OBJECTIVE — Please give the records again from the line with "segment brown brick, every instance" up to and including the line with "[[[69,37],[69,31],[67,28],[50,28],[48,30],[49,38],[68,39]]]", swapping "brown brick" for "red brick" and keeping everything else the same.

ENTRIES PROVIDED —
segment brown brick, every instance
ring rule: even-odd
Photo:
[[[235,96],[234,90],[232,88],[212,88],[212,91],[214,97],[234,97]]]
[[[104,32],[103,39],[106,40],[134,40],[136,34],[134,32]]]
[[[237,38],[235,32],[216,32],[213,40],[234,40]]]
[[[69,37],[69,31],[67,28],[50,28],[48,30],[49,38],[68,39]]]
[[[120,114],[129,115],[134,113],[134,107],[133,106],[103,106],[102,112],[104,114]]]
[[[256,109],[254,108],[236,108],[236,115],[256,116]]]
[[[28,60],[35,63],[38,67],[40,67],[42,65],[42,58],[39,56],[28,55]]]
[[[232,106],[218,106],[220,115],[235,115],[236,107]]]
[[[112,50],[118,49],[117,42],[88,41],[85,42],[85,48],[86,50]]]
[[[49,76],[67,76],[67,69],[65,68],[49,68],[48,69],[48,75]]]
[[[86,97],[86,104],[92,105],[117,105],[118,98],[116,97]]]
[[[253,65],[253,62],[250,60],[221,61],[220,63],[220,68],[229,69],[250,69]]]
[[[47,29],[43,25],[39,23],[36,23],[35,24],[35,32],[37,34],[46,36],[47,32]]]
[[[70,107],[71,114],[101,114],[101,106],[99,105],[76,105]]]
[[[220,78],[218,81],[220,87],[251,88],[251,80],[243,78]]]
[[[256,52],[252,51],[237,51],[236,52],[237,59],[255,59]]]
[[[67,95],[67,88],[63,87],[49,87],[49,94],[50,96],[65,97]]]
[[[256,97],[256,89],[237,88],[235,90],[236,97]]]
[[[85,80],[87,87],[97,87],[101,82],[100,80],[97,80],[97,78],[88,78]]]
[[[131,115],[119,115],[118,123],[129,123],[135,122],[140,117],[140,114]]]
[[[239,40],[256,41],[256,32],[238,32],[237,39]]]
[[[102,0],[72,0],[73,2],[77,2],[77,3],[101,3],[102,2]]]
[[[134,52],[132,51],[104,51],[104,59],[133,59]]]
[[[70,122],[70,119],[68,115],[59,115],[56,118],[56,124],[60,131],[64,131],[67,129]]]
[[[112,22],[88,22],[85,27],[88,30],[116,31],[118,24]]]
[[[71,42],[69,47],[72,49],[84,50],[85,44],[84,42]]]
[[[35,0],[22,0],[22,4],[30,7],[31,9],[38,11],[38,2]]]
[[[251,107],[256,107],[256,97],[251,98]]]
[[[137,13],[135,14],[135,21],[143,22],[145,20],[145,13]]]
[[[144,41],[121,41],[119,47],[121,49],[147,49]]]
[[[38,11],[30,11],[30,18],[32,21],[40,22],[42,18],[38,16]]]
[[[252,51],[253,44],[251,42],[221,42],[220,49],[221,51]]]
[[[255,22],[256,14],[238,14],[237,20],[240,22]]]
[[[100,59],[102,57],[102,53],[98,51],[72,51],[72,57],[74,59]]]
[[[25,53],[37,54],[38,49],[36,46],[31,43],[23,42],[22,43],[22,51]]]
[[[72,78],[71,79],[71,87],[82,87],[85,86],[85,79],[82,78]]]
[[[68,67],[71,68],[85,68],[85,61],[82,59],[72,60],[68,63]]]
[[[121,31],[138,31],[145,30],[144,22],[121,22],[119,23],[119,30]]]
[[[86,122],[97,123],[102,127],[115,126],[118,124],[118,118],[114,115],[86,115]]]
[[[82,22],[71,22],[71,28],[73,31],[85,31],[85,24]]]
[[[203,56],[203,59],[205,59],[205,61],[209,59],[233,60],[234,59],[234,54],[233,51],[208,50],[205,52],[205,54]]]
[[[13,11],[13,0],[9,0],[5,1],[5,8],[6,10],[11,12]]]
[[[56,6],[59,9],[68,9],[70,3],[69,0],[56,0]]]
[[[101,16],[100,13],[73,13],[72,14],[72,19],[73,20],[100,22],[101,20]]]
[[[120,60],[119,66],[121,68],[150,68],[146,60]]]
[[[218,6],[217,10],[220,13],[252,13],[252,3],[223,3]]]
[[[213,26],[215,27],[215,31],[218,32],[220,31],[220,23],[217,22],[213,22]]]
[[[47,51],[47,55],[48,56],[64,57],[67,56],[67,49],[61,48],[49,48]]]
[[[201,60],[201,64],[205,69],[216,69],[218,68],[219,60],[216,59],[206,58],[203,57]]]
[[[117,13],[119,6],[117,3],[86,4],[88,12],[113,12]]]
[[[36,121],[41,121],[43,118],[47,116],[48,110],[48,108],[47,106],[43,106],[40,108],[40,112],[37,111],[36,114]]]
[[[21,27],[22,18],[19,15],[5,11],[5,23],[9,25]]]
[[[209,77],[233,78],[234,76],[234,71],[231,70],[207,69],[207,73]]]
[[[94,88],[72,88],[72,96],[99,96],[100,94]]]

* * *

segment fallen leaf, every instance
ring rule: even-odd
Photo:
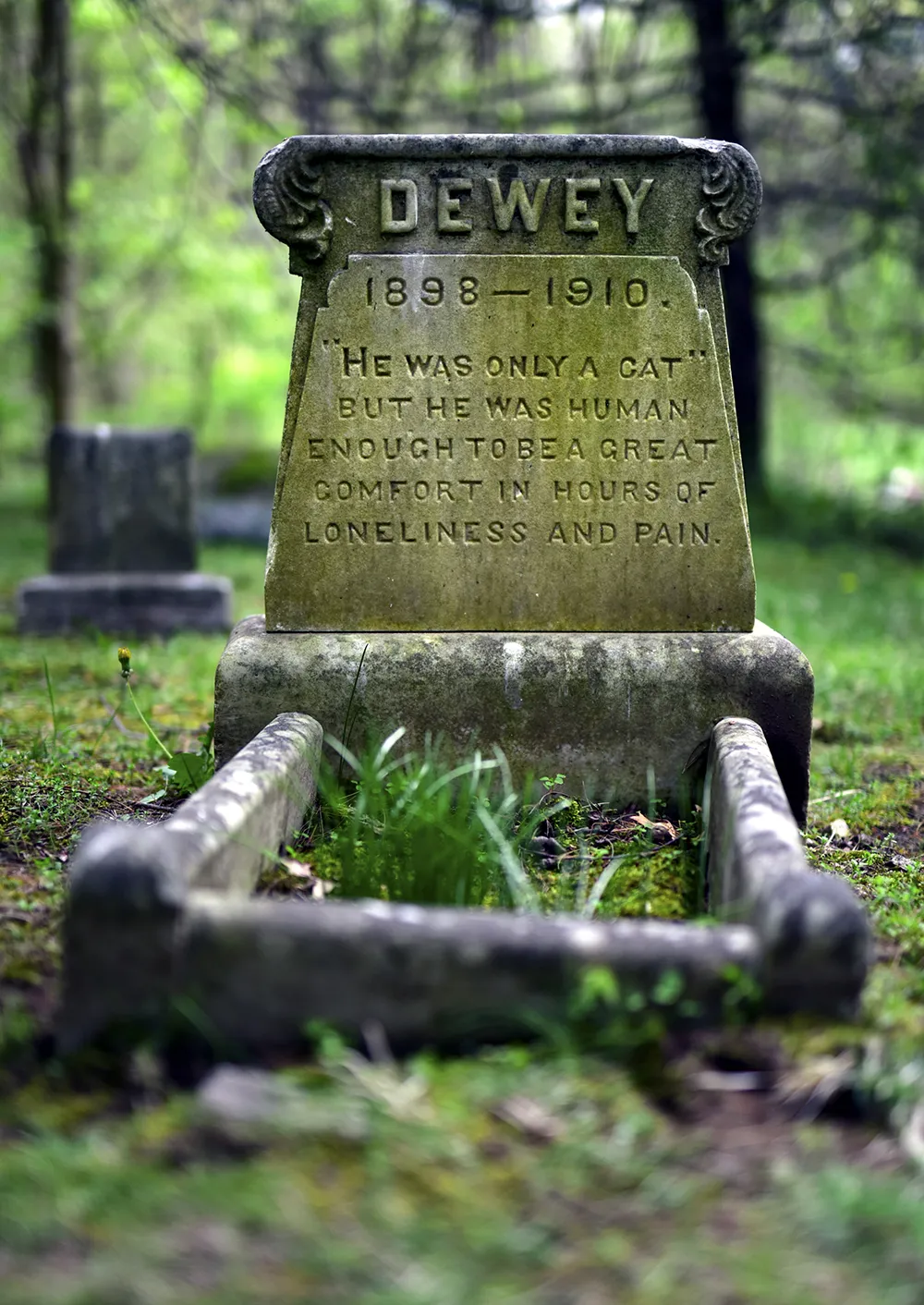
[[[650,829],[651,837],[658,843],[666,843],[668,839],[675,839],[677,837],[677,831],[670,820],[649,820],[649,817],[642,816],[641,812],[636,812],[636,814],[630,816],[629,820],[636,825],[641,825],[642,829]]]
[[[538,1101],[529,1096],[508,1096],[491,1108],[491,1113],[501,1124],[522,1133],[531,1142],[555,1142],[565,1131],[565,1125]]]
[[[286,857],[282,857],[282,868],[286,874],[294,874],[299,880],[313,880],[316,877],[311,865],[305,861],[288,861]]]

PROBLEM SOLUTION —
segment red brick, every instance
ring rule: even-odd
Photo:
[[[235,96],[234,90],[232,88],[212,88],[212,91],[214,97],[234,97]]]
[[[104,32],[103,39],[106,40],[134,40],[136,34],[134,32]]]
[[[237,38],[235,32],[216,32],[213,40],[234,40]]]
[[[69,37],[69,31],[67,28],[50,28],[48,30],[49,38],[68,39]]]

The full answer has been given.